### [PROBLEM STATEMENT]
Please output the data exactly, minus pictures.

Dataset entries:
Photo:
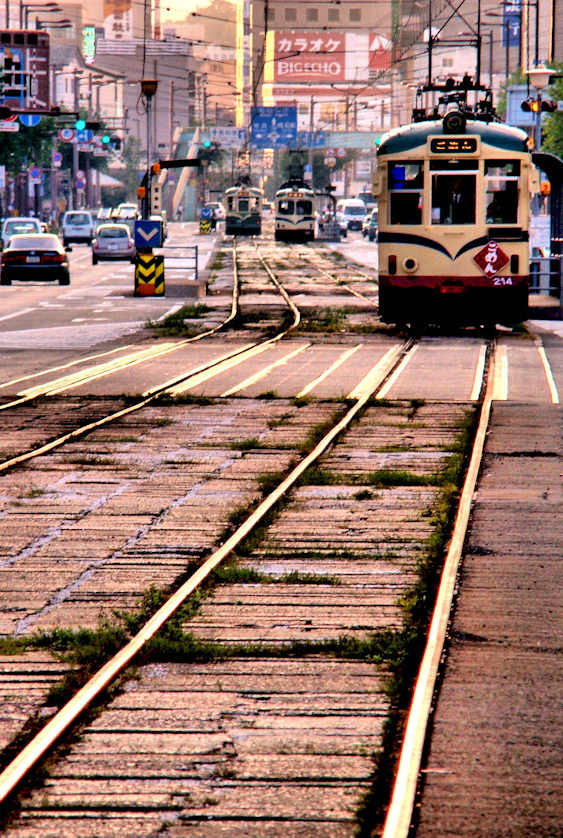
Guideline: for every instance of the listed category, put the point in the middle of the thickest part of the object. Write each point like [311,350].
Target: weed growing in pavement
[331,320]
[175,324]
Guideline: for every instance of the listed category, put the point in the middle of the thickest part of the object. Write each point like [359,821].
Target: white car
[77,226]
[18,226]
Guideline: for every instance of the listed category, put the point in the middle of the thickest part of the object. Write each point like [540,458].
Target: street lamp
[539,77]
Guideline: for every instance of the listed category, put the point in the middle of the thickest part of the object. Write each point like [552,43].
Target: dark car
[113,241]
[35,257]
[369,225]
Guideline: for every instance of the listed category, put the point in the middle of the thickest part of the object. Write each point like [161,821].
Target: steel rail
[164,388]
[45,739]
[400,811]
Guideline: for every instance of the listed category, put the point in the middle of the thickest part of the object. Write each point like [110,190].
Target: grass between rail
[397,652]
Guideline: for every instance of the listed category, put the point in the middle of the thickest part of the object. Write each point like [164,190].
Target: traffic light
[156,199]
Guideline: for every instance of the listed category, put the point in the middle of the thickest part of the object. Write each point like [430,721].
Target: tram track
[349,461]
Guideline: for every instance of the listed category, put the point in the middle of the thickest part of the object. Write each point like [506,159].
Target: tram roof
[414,135]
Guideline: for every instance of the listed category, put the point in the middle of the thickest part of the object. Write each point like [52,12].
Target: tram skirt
[149,275]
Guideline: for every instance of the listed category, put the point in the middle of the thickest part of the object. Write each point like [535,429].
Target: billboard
[118,19]
[325,56]
[24,70]
[309,56]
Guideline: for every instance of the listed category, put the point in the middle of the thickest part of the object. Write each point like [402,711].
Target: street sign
[148,233]
[274,127]
[228,136]
[311,139]
[84,136]
[30,120]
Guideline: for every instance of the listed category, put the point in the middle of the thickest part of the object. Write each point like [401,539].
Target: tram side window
[405,192]
[501,196]
[453,198]
[304,208]
[286,208]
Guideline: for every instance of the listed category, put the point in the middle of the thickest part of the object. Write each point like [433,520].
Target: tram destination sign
[453,145]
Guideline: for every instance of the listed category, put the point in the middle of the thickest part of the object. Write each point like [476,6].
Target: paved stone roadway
[495,763]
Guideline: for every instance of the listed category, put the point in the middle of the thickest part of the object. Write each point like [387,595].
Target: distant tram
[294,207]
[243,210]
[454,204]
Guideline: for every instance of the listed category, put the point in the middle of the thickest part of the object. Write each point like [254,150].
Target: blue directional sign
[273,127]
[148,233]
[310,139]
[30,120]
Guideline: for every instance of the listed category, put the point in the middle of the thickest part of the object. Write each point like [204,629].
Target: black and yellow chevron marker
[149,275]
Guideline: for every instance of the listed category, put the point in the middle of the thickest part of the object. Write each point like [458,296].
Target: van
[77,226]
[350,212]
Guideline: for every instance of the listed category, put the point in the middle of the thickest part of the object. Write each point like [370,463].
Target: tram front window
[501,197]
[285,208]
[304,208]
[453,198]
[405,192]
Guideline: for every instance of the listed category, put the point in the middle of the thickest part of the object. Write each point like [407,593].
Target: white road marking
[548,374]
[17,313]
[339,361]
[252,379]
[366,384]
[500,383]
[478,377]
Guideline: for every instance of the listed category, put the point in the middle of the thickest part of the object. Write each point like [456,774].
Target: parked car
[35,257]
[77,226]
[18,226]
[369,225]
[113,241]
[218,210]
[351,211]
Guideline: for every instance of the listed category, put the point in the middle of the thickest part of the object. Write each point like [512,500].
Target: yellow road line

### [EXERCISE RESPONSE]
Photo:
Guideline: for every instance of the listed category, put the point in the middle of the thickest part of the object. Write each point like [311,350].
Target: weed growing in pavement
[331,320]
[175,324]
Guideline: for every instance of the listed category, put the point in the middle of the thickest part of the object. Write each point like [359,821].
Target: white car
[77,226]
[18,226]
Guideline: for every instance of the listed category, put the point in the middle of the thickest part of the object. Write each point like [540,458].
Target: street lamp
[539,77]
Guideline: for every instance of the listed category, put the point in the middle of the thickest part of the object. Write each point like [552,43].
Target: dark car
[113,241]
[35,257]
[369,225]
Guideline: for every instance of the listed category, put the point in the middle of the thickest part of the object. Write each point like [161,821].
Target: steel rail
[164,388]
[45,739]
[400,811]
Guideline: for every instance of the listed category, put the point in the middle of the thickest part of the object. Write each point like [110,190].
Target: grass between rail
[397,652]
Guideline: for every instance of the listed category, put the point in the middle of the thickest part of the object. Write each point like [164,190].
Target: traffic light
[156,199]
Guideline: for every instance of the listed category, put the point in the middle of the thickest part of the object. Write each point like [430,721].
Target: tram track
[349,461]
Guideline: for every instance of the listed category, put the point in the middle of the thickest part of the object. Write each point like [506,159].
Target: tram roof
[414,135]
Guideline: for every instance of the listed category, put the point in the middle of the thickest part of the object. Write each point like [52,12].
Target: tram skirt
[149,275]
Guideline: for every instance of the listed category, put the point in the middle of the thickest part of the object. Write each point like [535,429].
Target: billboard
[118,19]
[325,56]
[24,70]
[309,56]
Guideline: for every instance of the listed category, put the point in the middle of the thickest part of the object. Write each point like [402,711].
Target: street sign
[148,233]
[274,127]
[228,136]
[311,139]
[84,136]
[30,120]
Guideline: for every instance of the listed category, put the point in the middle of the thickest part of the object. Write each point like [401,539].
Target: tram side window
[405,192]
[501,196]
[453,198]
[304,208]
[286,208]
Guideline: for every instance of the listed category, put the point in the middle of the thickest part of the object. Write each point like [433,520].
Target: tram destination sign
[453,145]
Guideline: for every instance of the listed category, put the point in the middle of the thickest part of the object. Write each point like [476,6].
Target: paved stone roadway
[495,763]
Guideline: for every instance of the listed category, put the point in the middle of the thickest part of the object. Write each point like [387,595].
Target: distant tram
[294,207]
[243,210]
[454,204]
Guideline: for every instance of the listed category, put the point in the middle of the thickest part of the object. Write each point like [254,150].
Target: blue directional sign
[273,127]
[148,233]
[310,139]
[30,120]
Guideline: for every instance of the listed category, put the point in the middle of the thickest part of the object. Write each point like [204,629].
Target: black and yellow chevron marker
[149,275]
Guideline: for every instance of the listed category, put the point in the middle of the thickest part of the object. Write each point like [458,296].
Target: van
[77,226]
[350,212]
Guideline: for every instance of the listed category, put the point in the middle of the thickest part of the object. Write each point like [370,463].
Target: tram front window
[501,197]
[285,208]
[304,208]
[453,198]
[405,192]
Guideline: for every instance of the listed category, put the point in the middle of the thickest part of the object. Write each point like [407,593].
Target: white road marking
[548,374]
[17,313]
[339,361]
[252,379]
[366,384]
[500,383]
[478,377]
Guideline: for every instance of the listed category, put the point in the middle of the thickest part of the object. Write each point like [456,774].
Target: parked car
[35,257]
[77,226]
[18,226]
[369,225]
[113,241]
[218,210]
[351,211]
Guideline: for every instance of the listed category, put the point in the middle of the thickest part of the object. Write each point like [512,500].
Target: yellow road line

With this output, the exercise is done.